> **Challenge**:
Which lines in the records below contain the string "with"? Show every one of them in full, treating uppercase and lowercase as different.

> **Excerpted data**:
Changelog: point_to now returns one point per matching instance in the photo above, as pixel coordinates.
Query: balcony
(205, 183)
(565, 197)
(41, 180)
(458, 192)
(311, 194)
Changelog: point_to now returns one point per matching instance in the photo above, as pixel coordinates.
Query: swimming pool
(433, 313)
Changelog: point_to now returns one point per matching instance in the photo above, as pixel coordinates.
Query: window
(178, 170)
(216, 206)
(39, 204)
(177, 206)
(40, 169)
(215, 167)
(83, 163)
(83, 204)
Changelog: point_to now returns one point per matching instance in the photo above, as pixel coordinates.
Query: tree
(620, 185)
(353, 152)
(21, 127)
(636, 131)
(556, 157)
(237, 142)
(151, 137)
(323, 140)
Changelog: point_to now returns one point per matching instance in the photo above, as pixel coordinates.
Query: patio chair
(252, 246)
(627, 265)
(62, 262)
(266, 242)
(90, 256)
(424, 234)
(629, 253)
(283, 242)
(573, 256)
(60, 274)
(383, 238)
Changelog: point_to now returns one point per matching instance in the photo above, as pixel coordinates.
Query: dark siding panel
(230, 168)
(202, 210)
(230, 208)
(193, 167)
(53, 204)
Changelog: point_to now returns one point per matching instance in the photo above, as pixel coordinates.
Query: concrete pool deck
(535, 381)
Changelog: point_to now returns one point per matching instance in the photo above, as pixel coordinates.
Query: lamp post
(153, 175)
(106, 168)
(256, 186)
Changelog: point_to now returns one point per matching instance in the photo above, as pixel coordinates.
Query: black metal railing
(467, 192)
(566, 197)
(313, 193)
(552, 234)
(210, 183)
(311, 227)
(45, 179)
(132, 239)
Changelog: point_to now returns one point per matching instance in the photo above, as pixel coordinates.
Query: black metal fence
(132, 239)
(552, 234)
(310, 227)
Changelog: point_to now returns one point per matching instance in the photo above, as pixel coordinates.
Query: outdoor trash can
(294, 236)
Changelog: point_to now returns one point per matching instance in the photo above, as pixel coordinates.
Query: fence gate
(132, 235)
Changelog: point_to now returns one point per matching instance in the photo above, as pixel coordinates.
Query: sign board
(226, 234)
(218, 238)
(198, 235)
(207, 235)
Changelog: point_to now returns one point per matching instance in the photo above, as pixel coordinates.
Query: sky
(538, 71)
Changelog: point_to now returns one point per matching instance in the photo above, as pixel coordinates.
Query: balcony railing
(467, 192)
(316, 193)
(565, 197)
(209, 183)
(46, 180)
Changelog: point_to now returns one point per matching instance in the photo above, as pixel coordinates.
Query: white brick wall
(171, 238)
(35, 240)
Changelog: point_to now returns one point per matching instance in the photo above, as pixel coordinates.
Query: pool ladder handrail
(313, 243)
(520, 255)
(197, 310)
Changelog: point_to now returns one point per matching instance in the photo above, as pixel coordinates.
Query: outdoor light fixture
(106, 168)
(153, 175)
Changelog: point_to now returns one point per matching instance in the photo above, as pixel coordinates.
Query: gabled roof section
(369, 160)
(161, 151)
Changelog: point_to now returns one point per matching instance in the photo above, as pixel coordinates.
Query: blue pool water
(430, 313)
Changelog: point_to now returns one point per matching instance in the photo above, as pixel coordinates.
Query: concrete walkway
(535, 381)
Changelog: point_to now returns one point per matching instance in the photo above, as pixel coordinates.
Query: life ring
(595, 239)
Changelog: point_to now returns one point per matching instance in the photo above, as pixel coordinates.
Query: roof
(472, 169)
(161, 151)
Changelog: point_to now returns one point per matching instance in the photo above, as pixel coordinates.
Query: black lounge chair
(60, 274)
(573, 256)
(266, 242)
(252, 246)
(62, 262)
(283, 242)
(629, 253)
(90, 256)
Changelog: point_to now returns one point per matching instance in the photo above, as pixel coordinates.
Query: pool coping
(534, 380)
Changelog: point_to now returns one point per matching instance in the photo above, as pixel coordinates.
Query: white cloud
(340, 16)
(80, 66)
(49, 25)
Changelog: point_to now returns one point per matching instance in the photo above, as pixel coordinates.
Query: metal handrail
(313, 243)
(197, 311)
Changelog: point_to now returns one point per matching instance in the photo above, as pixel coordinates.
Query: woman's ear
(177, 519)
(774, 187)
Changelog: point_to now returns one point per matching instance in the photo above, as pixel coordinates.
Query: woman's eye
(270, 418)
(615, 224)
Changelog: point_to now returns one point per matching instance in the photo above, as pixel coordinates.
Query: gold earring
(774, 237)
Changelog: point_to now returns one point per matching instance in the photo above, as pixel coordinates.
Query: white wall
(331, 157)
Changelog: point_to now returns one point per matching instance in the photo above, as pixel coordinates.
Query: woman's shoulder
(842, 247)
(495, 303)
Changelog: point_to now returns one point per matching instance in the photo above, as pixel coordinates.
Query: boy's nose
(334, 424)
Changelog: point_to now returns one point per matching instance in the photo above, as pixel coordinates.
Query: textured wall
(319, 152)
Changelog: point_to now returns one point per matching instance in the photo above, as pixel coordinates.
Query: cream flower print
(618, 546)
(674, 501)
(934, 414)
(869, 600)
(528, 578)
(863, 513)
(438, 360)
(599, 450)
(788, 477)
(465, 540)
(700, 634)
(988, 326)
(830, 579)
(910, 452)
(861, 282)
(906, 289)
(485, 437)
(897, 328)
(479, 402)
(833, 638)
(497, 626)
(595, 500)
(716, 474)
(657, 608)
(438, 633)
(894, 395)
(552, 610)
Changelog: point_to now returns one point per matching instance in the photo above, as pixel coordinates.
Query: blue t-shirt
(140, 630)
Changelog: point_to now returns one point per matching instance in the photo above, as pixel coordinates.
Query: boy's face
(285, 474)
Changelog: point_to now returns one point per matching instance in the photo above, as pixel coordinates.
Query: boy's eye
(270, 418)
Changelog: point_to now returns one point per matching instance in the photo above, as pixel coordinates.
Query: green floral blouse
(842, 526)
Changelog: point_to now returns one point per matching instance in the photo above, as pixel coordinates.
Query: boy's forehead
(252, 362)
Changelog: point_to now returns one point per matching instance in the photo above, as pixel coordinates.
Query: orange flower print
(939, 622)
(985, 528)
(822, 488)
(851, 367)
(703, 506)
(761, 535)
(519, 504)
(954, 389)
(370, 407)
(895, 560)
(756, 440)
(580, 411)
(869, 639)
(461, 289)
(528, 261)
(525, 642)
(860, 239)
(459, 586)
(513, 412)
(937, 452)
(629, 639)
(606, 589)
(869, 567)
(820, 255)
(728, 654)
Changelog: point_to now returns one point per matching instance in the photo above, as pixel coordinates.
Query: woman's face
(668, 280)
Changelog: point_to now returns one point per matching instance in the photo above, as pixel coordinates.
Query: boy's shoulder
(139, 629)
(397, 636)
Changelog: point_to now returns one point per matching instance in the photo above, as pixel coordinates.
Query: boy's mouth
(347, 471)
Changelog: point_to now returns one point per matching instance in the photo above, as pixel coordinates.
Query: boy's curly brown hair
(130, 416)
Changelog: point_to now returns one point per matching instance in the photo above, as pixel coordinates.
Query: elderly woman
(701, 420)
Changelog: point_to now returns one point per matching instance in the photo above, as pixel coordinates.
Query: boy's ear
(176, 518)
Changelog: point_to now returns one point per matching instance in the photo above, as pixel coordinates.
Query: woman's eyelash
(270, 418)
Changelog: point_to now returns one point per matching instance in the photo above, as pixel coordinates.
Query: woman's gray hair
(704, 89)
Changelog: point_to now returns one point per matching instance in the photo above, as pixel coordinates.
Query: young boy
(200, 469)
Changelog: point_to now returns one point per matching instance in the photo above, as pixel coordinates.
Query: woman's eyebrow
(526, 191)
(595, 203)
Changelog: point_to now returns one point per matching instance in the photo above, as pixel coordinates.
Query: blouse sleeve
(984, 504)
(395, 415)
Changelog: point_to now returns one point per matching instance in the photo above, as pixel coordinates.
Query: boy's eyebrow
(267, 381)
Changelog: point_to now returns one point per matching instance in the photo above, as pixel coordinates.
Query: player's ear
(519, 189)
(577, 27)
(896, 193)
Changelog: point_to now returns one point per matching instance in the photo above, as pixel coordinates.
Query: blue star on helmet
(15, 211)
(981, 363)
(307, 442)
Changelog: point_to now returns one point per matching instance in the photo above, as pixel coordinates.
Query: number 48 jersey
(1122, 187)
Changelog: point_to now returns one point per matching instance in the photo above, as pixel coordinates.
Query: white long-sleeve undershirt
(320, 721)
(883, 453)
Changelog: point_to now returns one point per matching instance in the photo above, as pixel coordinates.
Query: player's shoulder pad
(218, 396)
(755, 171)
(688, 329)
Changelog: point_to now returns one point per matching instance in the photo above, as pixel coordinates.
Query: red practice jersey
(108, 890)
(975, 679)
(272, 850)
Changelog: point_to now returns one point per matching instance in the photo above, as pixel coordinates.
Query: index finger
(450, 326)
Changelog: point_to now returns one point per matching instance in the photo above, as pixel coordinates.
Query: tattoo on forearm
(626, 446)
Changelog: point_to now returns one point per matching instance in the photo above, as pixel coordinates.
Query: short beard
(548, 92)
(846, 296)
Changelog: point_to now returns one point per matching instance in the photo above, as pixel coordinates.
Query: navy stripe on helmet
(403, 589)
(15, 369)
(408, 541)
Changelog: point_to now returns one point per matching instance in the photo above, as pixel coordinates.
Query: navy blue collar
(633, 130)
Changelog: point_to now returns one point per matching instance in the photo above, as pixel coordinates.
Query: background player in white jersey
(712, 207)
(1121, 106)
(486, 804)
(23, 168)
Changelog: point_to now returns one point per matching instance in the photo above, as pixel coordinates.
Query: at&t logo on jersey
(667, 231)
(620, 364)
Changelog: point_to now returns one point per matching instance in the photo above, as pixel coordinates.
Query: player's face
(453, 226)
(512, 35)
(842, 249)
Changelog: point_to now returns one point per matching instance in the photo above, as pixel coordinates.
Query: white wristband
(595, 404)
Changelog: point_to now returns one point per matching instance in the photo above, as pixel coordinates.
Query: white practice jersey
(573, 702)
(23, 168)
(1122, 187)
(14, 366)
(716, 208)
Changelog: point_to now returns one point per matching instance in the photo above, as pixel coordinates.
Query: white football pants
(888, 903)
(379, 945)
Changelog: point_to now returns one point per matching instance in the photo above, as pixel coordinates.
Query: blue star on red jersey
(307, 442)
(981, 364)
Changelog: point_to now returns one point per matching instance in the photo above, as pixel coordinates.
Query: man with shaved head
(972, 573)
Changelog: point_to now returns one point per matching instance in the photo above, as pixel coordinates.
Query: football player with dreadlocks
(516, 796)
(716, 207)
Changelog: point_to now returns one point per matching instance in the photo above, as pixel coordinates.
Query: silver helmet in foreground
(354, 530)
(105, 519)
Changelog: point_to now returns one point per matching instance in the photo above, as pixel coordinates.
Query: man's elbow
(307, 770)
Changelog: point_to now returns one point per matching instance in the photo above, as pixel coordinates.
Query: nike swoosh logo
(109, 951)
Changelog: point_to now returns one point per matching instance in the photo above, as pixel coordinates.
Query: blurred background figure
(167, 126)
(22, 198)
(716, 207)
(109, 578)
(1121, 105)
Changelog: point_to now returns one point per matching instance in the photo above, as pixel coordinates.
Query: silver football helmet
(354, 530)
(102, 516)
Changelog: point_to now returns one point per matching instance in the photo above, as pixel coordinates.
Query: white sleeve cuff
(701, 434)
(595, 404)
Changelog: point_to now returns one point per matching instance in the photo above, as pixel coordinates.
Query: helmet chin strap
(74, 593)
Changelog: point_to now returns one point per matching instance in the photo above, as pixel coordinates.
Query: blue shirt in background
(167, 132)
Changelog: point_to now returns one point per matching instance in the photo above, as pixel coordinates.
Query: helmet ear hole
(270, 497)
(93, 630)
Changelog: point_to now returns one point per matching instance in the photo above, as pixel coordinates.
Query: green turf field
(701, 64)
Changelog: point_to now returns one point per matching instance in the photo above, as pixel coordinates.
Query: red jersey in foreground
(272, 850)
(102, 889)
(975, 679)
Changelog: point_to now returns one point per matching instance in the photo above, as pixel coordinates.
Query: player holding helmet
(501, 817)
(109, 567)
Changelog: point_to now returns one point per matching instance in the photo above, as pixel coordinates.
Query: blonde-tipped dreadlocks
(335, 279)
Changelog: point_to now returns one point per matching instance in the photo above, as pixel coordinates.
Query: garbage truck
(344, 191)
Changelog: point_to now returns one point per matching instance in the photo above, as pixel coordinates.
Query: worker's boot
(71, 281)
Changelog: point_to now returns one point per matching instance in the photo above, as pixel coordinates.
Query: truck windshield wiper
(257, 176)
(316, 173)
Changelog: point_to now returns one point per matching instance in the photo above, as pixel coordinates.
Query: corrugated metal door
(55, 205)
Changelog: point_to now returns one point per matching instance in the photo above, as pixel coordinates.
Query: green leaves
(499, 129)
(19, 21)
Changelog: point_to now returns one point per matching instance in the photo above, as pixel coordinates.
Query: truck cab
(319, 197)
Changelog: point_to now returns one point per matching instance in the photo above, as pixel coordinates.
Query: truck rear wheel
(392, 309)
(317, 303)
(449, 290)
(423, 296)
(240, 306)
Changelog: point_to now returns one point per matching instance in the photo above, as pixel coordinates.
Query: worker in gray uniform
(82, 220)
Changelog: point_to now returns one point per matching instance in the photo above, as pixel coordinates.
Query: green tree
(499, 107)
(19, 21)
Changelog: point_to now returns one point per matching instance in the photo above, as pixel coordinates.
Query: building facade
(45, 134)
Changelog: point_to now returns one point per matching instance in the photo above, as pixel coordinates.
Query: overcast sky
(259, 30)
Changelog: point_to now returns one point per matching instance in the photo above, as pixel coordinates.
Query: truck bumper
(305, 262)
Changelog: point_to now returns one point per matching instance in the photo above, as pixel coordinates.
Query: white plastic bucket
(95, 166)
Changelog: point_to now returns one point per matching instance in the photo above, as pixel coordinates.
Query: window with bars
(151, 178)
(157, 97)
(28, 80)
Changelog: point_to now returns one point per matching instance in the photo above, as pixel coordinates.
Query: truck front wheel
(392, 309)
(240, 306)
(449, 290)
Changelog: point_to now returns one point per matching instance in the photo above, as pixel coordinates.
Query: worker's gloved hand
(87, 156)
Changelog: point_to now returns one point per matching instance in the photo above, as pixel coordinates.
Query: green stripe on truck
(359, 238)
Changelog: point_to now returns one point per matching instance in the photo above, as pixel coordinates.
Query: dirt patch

> **Written solution**:
Query: man with shaved head
Query: football player with dreadlocks
Query: window with bars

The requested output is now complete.